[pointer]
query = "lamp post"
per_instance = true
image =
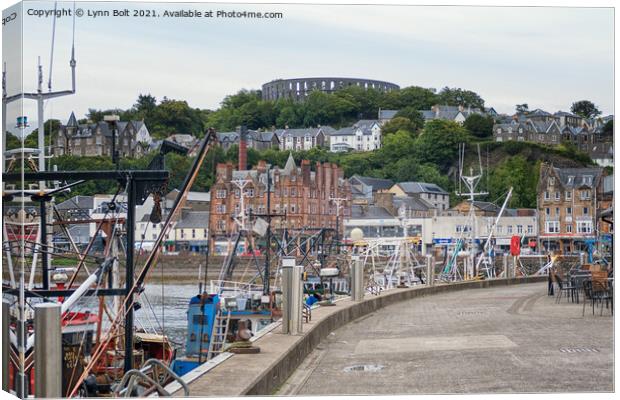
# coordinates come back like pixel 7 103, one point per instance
pixel 112 121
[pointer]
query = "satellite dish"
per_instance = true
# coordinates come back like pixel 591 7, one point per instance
pixel 329 272
pixel 357 234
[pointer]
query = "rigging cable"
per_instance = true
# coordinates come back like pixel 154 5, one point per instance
pixel 49 81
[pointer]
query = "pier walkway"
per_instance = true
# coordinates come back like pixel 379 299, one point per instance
pixel 471 337
pixel 498 340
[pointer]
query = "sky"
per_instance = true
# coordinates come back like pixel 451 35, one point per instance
pixel 547 57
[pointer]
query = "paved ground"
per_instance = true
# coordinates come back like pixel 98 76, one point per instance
pixel 498 340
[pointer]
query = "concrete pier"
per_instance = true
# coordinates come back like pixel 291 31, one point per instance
pixel 281 354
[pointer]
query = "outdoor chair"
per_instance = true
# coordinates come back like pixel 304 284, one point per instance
pixel 564 287
pixel 601 291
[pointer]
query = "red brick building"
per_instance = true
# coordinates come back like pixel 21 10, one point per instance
pixel 303 194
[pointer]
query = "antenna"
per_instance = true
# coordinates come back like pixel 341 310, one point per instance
pixel 49 81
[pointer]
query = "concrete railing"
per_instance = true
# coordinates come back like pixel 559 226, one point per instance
pixel 286 355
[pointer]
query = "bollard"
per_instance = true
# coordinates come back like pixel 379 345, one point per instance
pixel 296 300
pixel 292 296
pixel 5 345
pixel 430 270
pixel 357 279
pixel 47 351
pixel 505 266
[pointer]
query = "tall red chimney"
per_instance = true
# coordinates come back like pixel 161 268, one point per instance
pixel 243 148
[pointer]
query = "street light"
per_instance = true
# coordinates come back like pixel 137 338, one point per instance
pixel 112 121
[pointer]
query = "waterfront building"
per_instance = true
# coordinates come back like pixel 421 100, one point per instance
pixel 303 138
pixel 568 202
pixel 427 192
pixel 542 127
pixel 363 188
pixel 453 113
pixel 256 140
pixel 300 197
pixel 132 138
pixel 364 135
pixel 191 231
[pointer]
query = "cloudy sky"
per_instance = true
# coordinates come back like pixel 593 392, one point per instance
pixel 546 57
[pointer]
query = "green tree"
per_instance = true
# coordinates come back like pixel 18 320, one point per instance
pixel 521 108
pixel 413 115
pixel 479 125
pixel 438 143
pixel 608 129
pixel 399 124
pixel 519 173
pixel 585 109
pixel 458 96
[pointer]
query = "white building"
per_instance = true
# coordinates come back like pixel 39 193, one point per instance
pixel 365 135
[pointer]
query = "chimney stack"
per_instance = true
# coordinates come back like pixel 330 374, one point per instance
----
■ YOUR OBJECTIVE: Omit the pictures and restate the rest of the records verbatim.

■ OUTPUT FOR THIS TASK:
[pointer]
query = "lamp post"
per_instance = true
image =
# coordinates come back like pixel 7 103, one point per instance
pixel 112 121
[pointer]
query = "satellite dish"
per_instance = true
# coordinates come back like pixel 591 7, one point per instance
pixel 329 272
pixel 357 234
[pointer]
query = "rigging cable"
per_instance = true
# coordinates come back like pixel 154 5, one point per instance
pixel 49 81
[pointer]
query = "pier walkway"
per_instance = true
# coordinates come back like pixel 379 299, one point per instance
pixel 471 337
pixel 498 340
[pointer]
query = "sky"
per_instance = true
# coordinates come back like pixel 451 35, one point per instance
pixel 547 57
[pointer]
query = "paved ground"
per_instance = true
# coordinates come back like pixel 98 76, one point per instance
pixel 498 340
[pointer]
query = "concrete pier"
per_instance = true
# coordinates come back like pixel 291 31, one point per instance
pixel 281 354
[pointer]
query = "outdoor chair"
per_instance = true
# coordinates come back like pixel 304 284, one point per instance
pixel 564 287
pixel 601 291
[pointer]
query = "red brick building"
per_instance = true
# coordinates come back like pixel 21 10, one point per instance
pixel 303 194
[pointer]
query = "antenna"
per_instance = true
# coordinates come back like pixel 341 310, one point per instance
pixel 49 81
[pointer]
query = "concrete railing"
per_instance = true
# coordinates come back like pixel 559 226, one point per instance
pixel 286 355
[pointer]
query = "bollard"
per_instance = true
# coordinates come back like pixel 379 345, one point per instance
pixel 296 300
pixel 292 296
pixel 5 345
pixel 430 270
pixel 357 279
pixel 47 351
pixel 505 266
[pointer]
query = "tall red chimney"
per_instance = true
# coordinates come back like pixel 161 268, one point per instance
pixel 243 148
[pointer]
query = "street light"
per_instance = true
# coordinates come back like pixel 137 338, one point per instance
pixel 112 121
[pointer]
query = "waterfront building"
per_instance = true
# coordinates come back like pixel 421 100, one point per instance
pixel 303 138
pixel 568 202
pixel 427 192
pixel 542 127
pixel 363 188
pixel 453 113
pixel 256 140
pixel 300 197
pixel 132 138
pixel 364 135
pixel 191 231
[pointer]
query = "cloudy sky"
per_instance = true
# coordinates come back like pixel 593 392, one point per instance
pixel 546 57
[pointer]
query = "green tree"
per_instance = true
# coordinates come back like pixel 18 320, one point per instance
pixel 521 108
pixel 413 115
pixel 479 125
pixel 438 143
pixel 608 129
pixel 399 124
pixel 519 173
pixel 585 109
pixel 458 96
[pointer]
query = "white building"
per_instance = true
# coordinates come back like pixel 39 193, one point per instance
pixel 365 135
[pointer]
query = "chimney stack"
per_instance = true
# coordinates come back like pixel 330 374, one point per instance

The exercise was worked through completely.